▸ **SET PROBLEM**
Gather every line in the material below that contains the word "road" and copy each one as it appears.

▸ **SUPPLIED DATA**
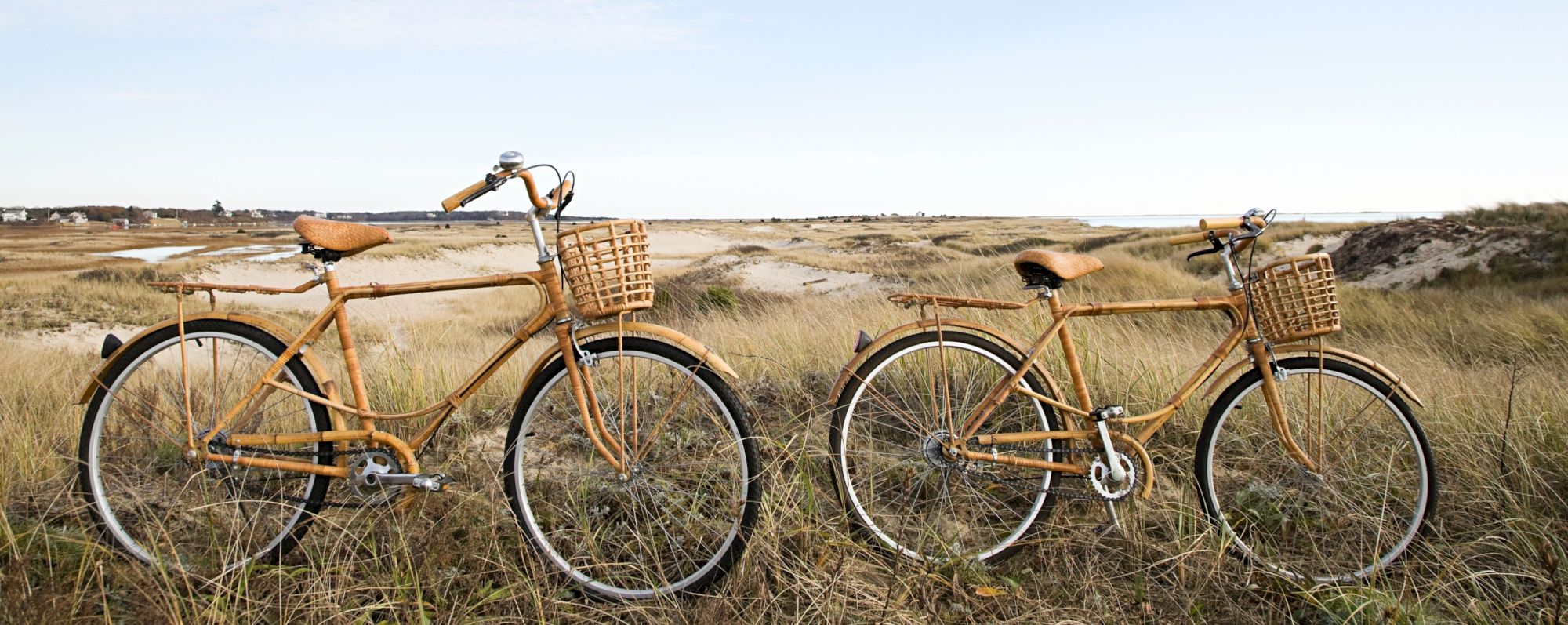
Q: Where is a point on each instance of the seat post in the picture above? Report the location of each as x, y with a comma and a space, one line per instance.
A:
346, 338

---

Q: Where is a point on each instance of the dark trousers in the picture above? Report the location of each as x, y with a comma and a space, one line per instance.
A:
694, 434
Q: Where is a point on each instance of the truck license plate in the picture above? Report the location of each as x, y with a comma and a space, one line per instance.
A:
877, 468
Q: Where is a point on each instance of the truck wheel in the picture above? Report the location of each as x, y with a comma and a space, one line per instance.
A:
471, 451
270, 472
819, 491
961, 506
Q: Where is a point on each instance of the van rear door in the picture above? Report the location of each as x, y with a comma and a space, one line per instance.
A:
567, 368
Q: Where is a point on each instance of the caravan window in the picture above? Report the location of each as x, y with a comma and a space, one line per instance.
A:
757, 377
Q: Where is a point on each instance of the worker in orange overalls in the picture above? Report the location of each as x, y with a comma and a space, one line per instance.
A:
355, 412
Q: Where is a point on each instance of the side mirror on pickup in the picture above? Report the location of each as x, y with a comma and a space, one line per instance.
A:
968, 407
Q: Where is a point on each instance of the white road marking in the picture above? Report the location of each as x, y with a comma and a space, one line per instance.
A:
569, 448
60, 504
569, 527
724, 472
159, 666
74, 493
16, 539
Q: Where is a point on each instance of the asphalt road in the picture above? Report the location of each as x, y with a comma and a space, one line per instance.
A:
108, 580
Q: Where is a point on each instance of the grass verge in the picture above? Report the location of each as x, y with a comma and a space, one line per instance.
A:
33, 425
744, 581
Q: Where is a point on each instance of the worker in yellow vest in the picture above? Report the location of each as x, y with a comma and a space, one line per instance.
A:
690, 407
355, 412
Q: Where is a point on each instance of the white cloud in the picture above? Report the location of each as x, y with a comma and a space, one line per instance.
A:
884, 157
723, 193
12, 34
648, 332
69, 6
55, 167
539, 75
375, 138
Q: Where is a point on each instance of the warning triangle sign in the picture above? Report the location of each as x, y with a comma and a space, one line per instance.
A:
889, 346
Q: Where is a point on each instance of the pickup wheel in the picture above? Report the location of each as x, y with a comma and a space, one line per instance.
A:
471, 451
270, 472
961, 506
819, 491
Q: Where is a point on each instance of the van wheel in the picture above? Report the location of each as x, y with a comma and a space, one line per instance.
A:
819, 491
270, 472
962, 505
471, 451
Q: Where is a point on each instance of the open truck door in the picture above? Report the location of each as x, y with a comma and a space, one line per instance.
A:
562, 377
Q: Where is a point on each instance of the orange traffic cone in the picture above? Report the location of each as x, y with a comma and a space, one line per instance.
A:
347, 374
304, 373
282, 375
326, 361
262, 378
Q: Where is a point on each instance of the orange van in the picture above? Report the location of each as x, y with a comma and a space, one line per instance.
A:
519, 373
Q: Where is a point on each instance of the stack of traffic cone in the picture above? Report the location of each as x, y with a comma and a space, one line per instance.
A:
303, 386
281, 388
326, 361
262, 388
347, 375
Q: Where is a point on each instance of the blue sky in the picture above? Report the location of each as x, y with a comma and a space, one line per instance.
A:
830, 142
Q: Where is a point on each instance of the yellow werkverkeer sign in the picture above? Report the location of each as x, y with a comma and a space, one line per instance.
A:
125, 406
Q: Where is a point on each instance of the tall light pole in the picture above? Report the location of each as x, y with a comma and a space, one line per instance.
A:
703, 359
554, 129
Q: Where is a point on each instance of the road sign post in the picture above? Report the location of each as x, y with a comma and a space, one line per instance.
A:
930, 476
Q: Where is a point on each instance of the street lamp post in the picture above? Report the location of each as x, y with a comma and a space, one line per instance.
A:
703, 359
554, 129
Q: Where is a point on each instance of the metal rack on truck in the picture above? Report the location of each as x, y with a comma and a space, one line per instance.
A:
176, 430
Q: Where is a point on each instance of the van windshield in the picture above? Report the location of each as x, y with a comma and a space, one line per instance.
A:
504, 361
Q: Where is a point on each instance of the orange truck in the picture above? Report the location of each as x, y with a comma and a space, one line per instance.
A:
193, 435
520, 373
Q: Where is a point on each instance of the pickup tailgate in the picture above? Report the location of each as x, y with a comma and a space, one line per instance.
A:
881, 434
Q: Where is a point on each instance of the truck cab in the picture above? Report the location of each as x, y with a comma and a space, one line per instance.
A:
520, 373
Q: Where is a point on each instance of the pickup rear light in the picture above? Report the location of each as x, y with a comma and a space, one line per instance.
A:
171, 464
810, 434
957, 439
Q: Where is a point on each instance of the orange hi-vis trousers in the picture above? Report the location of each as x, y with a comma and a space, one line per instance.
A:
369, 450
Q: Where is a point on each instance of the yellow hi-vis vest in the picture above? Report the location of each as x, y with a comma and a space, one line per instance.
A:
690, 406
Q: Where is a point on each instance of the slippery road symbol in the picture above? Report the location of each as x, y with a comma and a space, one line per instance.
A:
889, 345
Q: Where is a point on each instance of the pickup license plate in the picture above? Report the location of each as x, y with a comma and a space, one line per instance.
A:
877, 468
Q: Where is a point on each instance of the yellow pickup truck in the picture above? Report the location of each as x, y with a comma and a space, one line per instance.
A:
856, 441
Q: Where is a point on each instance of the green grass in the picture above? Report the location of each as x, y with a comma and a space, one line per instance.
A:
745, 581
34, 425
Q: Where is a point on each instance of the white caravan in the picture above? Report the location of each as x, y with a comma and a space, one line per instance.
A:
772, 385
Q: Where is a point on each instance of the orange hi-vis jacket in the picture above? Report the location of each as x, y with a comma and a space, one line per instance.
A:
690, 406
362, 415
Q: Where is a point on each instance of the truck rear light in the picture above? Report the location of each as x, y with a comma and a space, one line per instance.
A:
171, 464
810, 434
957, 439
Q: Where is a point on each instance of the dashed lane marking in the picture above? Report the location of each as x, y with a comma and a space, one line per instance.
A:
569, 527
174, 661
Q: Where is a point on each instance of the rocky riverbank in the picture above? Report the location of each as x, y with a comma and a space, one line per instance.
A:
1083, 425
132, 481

▸ **SOLUTION FOR THIS EXERCISE**
Q: Where is a point on each instance of the white road marking in the picture above? Report the location of each as x, y with a comma and a space, one line per instance.
Q: Where is a point on each instance of the asphalt road in the picture above? Report the location of each as x, y with a comma and a space, one line per instance.
Q: Where is a point on each instance of the road sign post in the picture above? Report the location of each as x, y with a comma and a space, one line per instance.
Q: Where is a point on each instance of the slippery road symbol in the picture above? Report the location of each as x, y with a comma and a space, one line per instance.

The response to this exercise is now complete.